About this task
Output must match the data below exactly from its first line through the line that contains "box: [13, 432, 408, 636]", with no other line.

Stored data entries:
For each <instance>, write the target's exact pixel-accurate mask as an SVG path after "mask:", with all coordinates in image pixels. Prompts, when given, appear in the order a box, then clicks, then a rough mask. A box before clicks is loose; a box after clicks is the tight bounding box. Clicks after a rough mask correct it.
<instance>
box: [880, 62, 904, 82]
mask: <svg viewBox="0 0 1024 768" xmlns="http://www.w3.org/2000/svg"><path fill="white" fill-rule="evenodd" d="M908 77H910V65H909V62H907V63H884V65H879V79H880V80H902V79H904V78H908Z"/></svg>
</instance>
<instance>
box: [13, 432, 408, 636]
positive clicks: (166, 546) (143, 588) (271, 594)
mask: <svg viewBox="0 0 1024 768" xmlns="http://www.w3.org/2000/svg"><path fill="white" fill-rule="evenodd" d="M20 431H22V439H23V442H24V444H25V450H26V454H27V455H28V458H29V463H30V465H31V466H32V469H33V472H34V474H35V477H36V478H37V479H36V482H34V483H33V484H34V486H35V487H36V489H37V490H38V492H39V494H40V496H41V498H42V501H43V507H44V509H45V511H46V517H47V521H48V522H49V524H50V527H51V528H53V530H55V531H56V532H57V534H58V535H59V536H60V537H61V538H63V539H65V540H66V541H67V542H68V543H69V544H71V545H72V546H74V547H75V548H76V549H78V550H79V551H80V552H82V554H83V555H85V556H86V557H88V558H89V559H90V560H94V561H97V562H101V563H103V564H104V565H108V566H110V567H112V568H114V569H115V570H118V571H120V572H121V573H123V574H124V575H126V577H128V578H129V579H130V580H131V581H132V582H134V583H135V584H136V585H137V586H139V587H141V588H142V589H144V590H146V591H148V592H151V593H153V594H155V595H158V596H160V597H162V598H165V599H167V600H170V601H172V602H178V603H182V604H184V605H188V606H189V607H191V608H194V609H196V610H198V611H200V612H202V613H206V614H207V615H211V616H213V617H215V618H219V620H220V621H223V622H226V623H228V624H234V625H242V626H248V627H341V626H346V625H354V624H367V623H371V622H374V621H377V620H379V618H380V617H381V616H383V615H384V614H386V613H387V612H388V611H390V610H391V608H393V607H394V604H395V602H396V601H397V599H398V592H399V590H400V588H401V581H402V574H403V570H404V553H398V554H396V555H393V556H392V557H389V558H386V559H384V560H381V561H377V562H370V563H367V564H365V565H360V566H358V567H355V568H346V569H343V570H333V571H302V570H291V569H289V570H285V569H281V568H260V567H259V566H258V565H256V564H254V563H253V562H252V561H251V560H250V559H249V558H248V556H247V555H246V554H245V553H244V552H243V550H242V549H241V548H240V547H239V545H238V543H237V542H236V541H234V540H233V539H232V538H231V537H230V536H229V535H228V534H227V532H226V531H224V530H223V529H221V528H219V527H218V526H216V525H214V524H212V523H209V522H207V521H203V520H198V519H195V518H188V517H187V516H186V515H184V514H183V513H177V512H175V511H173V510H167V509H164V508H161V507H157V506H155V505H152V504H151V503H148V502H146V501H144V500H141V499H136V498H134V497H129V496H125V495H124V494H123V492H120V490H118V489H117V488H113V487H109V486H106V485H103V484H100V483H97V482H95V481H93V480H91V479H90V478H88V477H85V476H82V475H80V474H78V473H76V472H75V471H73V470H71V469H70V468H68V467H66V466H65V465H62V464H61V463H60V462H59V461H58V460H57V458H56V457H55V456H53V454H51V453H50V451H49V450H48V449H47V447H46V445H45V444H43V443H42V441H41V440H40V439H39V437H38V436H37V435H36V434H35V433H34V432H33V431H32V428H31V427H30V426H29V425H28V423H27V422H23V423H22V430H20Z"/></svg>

Written answer
For each <instance>, write the target's exact pixel-accurate mask as an SVG path after "mask:", with all coordinates in image pixels. Prompts, when given, appear in the order a box, then clicks, then a rough mask. A box before clicks is loose; a box after clicks is the tight bounding box. Clicks after a rough mask correct it.
<instance>
box: [880, 62, 904, 82]
mask: <svg viewBox="0 0 1024 768" xmlns="http://www.w3.org/2000/svg"><path fill="white" fill-rule="evenodd" d="M908 77H910V65H909V62H907V63H884V65H879V79H880V80H902V79H904V78H908Z"/></svg>
</instance>
<instance>
box: [13, 432, 408, 636]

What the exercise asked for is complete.